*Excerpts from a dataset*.

________

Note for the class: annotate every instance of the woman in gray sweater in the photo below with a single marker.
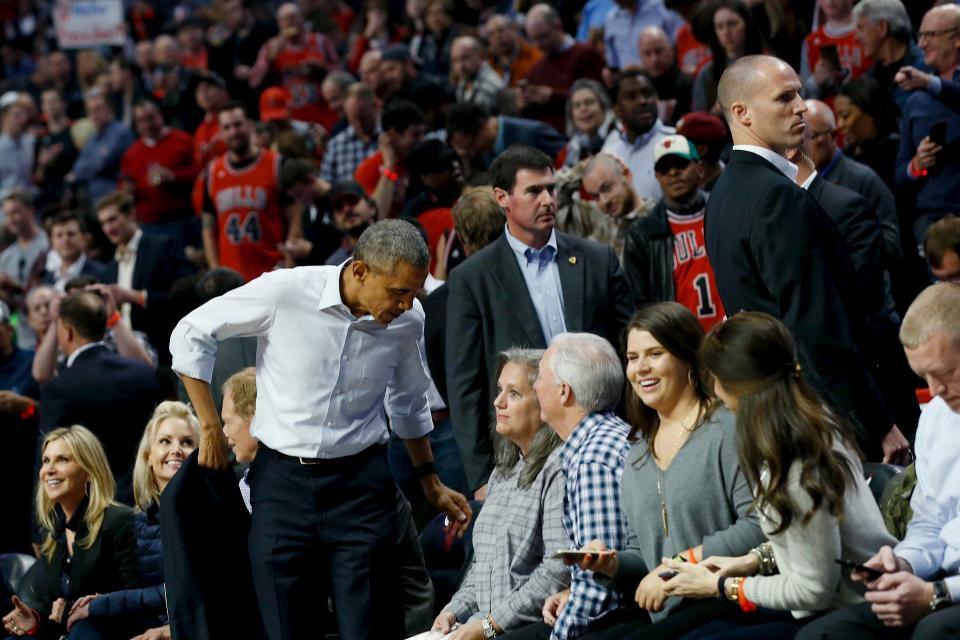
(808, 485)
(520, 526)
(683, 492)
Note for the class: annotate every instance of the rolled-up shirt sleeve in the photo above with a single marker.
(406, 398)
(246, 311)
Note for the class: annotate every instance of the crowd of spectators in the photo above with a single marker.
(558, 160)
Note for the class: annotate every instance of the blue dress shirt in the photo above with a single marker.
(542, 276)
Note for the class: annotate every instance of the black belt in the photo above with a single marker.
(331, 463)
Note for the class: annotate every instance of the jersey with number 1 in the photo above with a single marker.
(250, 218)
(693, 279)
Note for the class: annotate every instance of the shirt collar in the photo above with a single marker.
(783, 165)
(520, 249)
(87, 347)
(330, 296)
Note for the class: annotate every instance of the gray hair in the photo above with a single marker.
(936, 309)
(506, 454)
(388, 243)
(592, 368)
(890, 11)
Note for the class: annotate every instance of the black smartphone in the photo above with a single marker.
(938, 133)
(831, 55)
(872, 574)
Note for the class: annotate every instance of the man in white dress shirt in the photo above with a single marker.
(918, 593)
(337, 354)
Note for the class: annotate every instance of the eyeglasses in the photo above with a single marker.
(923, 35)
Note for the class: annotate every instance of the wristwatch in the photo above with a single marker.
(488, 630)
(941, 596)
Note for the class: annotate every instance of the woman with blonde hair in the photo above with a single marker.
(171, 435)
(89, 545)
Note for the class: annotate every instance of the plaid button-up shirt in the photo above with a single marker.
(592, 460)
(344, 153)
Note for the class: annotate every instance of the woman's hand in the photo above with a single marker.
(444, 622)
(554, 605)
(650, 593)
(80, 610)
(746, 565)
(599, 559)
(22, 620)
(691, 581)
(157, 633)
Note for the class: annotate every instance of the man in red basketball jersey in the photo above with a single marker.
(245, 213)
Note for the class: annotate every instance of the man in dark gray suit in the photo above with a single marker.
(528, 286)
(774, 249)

________

*TASK OBJECTIVE*.
Final part of the records: return the line that contains "in red basketball" and every line after it, exactly, with no other lines added.

*TASK RESULT*.
Note for the class: annotate every instance of the man in red basketball jersey in the photo above with a single marker.
(245, 213)
Note for the class: annotate every instance of the man in dark gray suit in the photo above with a single marker.
(528, 286)
(774, 249)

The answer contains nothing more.